| Do this |
Output only the span of lines that begins at the line containing "Where can you find the folded" and ends at the last line of the data, both included, exactly as they appear.

----- Information shown

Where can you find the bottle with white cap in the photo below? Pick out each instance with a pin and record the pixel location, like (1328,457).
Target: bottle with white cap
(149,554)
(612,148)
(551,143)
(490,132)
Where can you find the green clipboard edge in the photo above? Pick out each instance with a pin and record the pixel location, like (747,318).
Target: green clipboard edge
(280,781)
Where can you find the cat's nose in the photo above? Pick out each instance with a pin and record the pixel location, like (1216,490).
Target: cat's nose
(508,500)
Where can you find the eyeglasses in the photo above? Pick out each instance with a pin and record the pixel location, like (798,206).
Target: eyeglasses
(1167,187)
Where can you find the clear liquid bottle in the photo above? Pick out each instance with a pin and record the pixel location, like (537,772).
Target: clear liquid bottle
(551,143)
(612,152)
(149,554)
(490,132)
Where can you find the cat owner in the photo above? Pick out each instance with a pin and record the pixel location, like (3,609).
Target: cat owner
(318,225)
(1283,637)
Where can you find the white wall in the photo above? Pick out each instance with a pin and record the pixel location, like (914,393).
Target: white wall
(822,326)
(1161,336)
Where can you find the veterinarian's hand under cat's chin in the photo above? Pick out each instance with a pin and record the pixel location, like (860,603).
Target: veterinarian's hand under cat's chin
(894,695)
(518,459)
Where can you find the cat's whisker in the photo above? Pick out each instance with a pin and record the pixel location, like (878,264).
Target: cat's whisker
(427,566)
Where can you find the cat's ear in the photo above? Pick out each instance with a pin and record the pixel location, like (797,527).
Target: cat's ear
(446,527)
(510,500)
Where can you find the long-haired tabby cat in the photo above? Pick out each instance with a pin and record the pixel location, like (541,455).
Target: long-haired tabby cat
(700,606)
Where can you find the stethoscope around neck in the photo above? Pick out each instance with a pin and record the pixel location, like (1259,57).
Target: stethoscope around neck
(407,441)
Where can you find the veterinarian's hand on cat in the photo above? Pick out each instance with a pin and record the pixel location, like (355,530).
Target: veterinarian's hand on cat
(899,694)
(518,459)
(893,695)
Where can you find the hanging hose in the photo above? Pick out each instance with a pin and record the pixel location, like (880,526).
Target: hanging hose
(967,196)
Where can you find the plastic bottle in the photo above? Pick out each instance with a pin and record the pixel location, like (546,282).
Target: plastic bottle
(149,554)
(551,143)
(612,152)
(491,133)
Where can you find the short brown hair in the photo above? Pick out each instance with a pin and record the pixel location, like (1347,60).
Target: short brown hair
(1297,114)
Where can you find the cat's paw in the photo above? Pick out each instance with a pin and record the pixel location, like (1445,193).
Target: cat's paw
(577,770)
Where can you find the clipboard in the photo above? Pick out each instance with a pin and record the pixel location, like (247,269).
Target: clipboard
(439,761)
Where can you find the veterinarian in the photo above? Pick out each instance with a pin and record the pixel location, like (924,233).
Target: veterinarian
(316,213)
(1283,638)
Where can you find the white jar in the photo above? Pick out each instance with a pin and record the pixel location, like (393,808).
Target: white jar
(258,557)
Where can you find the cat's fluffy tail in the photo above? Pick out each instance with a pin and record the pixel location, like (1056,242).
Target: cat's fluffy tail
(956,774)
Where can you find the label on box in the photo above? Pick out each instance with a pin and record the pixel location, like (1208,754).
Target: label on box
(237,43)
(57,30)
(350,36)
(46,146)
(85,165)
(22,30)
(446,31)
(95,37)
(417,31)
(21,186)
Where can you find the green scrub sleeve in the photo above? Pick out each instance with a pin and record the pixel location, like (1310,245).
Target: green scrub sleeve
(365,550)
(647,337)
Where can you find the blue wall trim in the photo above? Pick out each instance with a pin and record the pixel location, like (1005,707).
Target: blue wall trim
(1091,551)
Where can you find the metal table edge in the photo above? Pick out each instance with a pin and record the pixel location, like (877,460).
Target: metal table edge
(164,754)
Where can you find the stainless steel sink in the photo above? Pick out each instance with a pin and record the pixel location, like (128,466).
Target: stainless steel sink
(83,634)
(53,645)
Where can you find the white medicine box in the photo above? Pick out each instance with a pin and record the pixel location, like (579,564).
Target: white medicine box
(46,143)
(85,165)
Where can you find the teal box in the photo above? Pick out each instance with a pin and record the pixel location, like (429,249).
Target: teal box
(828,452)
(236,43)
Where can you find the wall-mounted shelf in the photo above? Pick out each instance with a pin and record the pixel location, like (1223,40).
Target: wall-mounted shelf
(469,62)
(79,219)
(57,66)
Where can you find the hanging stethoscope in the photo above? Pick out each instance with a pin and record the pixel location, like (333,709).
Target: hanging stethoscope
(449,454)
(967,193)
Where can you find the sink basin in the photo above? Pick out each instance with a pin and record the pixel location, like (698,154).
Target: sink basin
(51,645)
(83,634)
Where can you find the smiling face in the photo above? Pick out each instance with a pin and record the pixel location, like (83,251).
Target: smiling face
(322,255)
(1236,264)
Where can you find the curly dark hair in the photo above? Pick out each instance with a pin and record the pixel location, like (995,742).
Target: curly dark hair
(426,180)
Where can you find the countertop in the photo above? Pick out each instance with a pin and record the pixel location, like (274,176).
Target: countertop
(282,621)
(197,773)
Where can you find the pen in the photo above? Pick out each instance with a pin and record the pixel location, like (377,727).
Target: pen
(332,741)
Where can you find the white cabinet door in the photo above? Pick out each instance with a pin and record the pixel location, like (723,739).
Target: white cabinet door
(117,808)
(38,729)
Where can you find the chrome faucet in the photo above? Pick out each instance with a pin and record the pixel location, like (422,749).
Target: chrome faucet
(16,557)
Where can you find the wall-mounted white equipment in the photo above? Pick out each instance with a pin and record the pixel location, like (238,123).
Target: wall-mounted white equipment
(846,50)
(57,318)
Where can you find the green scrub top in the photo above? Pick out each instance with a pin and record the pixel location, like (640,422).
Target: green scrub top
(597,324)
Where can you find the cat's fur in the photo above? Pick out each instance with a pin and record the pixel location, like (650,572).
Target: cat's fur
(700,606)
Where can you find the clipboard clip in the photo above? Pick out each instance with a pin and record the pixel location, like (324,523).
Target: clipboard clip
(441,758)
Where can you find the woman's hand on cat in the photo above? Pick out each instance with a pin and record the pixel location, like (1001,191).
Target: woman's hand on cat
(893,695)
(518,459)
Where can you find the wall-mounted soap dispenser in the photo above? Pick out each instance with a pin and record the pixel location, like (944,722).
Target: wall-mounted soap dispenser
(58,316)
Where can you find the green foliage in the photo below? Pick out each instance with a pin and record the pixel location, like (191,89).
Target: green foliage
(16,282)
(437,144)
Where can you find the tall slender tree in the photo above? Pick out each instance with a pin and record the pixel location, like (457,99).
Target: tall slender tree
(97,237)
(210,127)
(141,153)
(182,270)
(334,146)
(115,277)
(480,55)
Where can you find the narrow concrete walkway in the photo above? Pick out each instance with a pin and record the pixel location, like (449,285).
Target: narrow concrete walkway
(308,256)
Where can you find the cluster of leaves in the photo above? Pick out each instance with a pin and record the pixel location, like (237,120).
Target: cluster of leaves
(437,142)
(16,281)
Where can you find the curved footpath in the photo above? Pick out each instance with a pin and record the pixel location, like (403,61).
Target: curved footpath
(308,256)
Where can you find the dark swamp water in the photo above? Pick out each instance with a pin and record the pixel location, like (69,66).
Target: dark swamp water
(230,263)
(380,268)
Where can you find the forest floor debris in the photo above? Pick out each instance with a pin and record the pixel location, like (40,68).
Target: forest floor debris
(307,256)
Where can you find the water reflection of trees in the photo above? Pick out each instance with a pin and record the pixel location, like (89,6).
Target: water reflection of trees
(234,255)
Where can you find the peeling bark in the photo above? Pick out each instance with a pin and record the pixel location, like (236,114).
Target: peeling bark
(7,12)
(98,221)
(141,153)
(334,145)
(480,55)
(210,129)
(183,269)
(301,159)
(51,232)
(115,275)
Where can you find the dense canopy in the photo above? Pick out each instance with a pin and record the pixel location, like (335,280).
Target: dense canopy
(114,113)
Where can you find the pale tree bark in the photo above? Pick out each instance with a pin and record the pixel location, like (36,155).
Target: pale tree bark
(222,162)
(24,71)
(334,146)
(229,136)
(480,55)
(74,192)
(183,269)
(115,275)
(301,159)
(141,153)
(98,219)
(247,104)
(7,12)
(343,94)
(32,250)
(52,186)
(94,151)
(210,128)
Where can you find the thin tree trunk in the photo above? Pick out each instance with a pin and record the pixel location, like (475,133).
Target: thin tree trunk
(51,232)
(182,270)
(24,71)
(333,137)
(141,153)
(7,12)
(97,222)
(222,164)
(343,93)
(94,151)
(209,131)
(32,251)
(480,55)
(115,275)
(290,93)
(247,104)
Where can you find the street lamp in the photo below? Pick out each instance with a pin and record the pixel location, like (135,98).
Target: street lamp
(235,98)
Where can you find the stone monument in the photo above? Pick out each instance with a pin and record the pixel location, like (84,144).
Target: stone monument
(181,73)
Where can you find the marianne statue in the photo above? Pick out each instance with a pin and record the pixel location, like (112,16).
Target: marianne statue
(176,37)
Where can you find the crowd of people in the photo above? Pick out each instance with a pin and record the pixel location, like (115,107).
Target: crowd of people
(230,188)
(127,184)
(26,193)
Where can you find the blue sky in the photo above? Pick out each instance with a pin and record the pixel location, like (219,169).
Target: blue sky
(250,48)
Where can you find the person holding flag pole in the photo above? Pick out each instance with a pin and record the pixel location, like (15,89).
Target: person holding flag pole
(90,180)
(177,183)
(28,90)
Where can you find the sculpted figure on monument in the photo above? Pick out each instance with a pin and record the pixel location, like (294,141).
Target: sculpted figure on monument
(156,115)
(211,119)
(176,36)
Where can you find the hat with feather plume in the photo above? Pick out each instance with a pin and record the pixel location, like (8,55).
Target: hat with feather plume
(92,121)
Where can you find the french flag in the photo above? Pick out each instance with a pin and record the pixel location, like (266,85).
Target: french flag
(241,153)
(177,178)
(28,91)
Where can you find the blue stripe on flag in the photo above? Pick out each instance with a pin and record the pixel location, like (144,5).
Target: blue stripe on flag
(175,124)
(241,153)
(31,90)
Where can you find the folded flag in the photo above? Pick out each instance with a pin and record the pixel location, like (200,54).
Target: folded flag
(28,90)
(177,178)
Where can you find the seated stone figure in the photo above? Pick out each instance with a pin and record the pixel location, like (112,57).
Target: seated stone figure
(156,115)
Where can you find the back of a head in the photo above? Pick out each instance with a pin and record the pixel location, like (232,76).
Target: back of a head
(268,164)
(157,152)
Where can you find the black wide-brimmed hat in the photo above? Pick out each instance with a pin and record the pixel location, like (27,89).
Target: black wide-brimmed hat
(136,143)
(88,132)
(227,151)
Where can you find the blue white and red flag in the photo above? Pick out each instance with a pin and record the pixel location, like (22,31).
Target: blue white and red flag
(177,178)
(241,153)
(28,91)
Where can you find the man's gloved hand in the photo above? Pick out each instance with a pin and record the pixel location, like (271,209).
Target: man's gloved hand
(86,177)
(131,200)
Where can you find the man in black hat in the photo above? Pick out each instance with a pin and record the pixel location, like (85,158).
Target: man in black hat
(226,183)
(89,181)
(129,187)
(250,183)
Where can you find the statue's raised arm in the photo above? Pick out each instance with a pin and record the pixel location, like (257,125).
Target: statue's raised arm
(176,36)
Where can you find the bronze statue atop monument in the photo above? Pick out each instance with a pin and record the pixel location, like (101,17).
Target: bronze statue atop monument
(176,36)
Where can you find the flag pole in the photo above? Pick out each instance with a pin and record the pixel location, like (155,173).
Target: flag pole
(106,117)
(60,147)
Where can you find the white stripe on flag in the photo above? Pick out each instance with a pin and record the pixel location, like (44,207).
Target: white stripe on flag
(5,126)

----------

| Full output |
Where can you find the folded flag in the photo above? Pick out each instance with a pin and record the pixel location, like (200,54).
Target: folded flag
(28,90)
(177,178)
Where can you find the seated stone figure in the photo above? Pick out each instance with a pin and record the pixel location, like (112,57).
Target: seated stone figure
(156,115)
Where can you find the back of a head in the photo above? Pick out each instance with a pin and record the pixel location, like (232,76).
Target: back of a head
(268,164)
(157,152)
Where can you find the black wide-brimmed hat in the photo above? Pick out each instance with a pin and record the pixel location, like (27,89).
Target: black wide-brimmed hat
(136,143)
(88,132)
(227,151)
Where can you find the blue white and red flag in the photo above? Pick out each instance with a pin and record the pixel location, like (22,31).
Target: blue white and red flag
(177,178)
(241,153)
(28,91)
Where can you find the man's gloved hand in the photo above? Pick out each instance with a pin and record the pixel location, like (271,209).
Target: man's gloved hand
(86,177)
(131,200)
Where can you find the man in black hat in the photo above? Pick out each instance with a pin and record the pixel location, like (85,158).
Target: man in black hat
(226,183)
(89,181)
(129,187)
(250,183)
Where can you find the statue's raised arm in the photo above? Pick out each instance with a pin and record the pixel location, like (257,125).
Target: statue's raised arm
(176,36)
Where can you find the bronze statue atop monument in the photo above? Pick out each instance with a pin and record the pixel location, like (101,17).
Target: bronze statue atop monument
(176,36)
Where can you find the flag pole in the photo above? Pick out each instance with a pin and record the pixel location, like (155,173).
Target: flag pole
(106,117)
(60,147)
Where can you find the white stripe on flag in the photo above? Pick out each instance with a pin and record the pixel location, like (44,207).
Target: white stripe on flag
(5,126)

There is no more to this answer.